*PROBLEM STATEMENT:* Format the lines below as a JSON list of strings, one string for each line, with blank lines omitted.

*DATA SUPPLIED:*
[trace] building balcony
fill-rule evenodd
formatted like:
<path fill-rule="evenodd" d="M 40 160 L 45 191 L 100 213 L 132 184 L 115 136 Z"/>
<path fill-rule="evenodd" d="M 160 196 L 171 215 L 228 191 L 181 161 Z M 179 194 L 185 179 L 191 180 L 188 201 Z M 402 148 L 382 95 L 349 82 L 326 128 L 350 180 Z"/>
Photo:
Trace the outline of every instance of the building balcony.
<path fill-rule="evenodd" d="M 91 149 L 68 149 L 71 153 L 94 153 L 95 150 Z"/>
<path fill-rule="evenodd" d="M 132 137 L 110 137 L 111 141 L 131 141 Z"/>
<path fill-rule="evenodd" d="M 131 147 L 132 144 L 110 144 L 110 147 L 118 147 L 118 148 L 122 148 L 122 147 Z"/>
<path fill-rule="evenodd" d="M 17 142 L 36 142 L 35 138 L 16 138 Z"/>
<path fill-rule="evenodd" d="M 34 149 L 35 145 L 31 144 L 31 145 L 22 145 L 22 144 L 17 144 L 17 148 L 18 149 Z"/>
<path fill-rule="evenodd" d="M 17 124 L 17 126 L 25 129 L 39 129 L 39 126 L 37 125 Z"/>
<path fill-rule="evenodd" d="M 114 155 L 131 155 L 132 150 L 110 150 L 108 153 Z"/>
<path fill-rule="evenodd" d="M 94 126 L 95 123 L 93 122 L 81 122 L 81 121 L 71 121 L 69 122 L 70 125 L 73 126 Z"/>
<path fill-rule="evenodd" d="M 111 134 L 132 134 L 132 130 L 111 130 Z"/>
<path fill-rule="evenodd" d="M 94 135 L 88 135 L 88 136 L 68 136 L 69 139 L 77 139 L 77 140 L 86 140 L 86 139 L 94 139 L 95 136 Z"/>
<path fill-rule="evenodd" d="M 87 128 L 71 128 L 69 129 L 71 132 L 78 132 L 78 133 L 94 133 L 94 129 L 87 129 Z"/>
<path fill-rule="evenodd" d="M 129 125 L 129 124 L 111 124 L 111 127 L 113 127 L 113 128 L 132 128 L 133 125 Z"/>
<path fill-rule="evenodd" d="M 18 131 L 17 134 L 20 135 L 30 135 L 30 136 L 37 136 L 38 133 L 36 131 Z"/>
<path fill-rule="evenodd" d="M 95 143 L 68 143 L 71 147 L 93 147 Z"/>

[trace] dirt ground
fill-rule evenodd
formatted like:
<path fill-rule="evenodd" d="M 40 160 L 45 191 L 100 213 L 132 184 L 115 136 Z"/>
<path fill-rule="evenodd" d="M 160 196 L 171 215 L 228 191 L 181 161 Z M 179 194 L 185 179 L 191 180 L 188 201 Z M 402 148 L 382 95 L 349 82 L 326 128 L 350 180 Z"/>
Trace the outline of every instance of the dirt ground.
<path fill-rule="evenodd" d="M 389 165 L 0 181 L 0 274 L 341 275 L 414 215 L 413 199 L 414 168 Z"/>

*RESPONSE TO THIS EXERCISE:*
[
  "[trace] building balcony",
  "fill-rule evenodd",
  "formatted like:",
  "<path fill-rule=\"evenodd\" d=\"M 40 160 L 45 191 L 100 213 L 132 184 L 115 136 Z\"/>",
  "<path fill-rule=\"evenodd\" d=\"M 160 196 L 171 215 L 228 191 L 181 161 Z M 179 194 L 185 179 L 191 180 L 188 201 Z M 402 148 L 382 95 L 349 82 L 326 128 L 350 180 Z\"/>",
  "Photo:",
  "Trace the outline of every instance of the building balcony.",
  "<path fill-rule=\"evenodd\" d=\"M 91 149 L 68 149 L 71 153 L 94 153 L 95 150 Z\"/>",
  "<path fill-rule=\"evenodd\" d=\"M 132 137 L 110 137 L 111 141 L 131 141 Z\"/>",
  "<path fill-rule=\"evenodd\" d=\"M 131 147 L 132 144 L 110 144 L 110 147 L 118 147 L 118 148 L 122 148 L 122 147 Z\"/>",
  "<path fill-rule=\"evenodd\" d=\"M 17 142 L 36 142 L 35 138 L 16 138 Z\"/>",
  "<path fill-rule=\"evenodd\" d=\"M 34 149 L 35 145 L 31 144 L 31 145 L 22 145 L 22 144 L 17 144 L 17 148 L 18 149 Z\"/>",
  "<path fill-rule=\"evenodd\" d=\"M 17 124 L 17 126 L 25 129 L 39 129 L 39 126 L 37 125 Z\"/>",
  "<path fill-rule=\"evenodd\" d=\"M 114 155 L 131 155 L 132 150 L 110 150 L 108 153 Z\"/>",
  "<path fill-rule=\"evenodd\" d=\"M 94 126 L 95 123 L 93 122 L 81 122 L 81 121 L 71 121 L 69 122 L 70 125 L 73 126 Z\"/>",
  "<path fill-rule=\"evenodd\" d=\"M 111 134 L 132 134 L 132 130 L 111 130 Z\"/>",
  "<path fill-rule=\"evenodd\" d=\"M 94 135 L 88 135 L 88 136 L 68 136 L 69 139 L 77 139 L 77 140 L 86 140 L 86 139 L 94 139 L 95 136 Z\"/>",
  "<path fill-rule=\"evenodd\" d=\"M 87 128 L 71 128 L 69 129 L 71 132 L 78 132 L 78 133 L 94 133 L 94 129 L 87 129 Z\"/>",
  "<path fill-rule=\"evenodd\" d=\"M 129 125 L 129 124 L 111 124 L 111 127 L 113 127 L 113 128 L 132 128 L 133 125 Z\"/>",
  "<path fill-rule=\"evenodd\" d=\"M 18 131 L 17 134 L 20 135 L 30 135 L 30 136 L 37 136 L 38 133 L 36 131 Z\"/>",
  "<path fill-rule=\"evenodd\" d=\"M 95 143 L 68 143 L 71 147 L 93 147 Z\"/>",
  "[trace] dirt ground",
  "fill-rule evenodd",
  "formatted like:",
  "<path fill-rule=\"evenodd\" d=\"M 40 160 L 45 191 L 100 213 L 132 184 L 115 136 Z\"/>",
  "<path fill-rule=\"evenodd\" d=\"M 160 196 L 171 215 L 228 191 L 181 161 Z M 179 194 L 185 179 L 191 180 L 188 201 Z M 402 148 L 382 95 L 349 82 L 326 128 L 350 180 Z\"/>",
  "Trace the outline of every instance of the dirt ground.",
  "<path fill-rule=\"evenodd\" d=\"M 389 165 L 0 181 L 0 274 L 341 275 L 414 215 L 413 199 L 414 168 Z\"/>"
]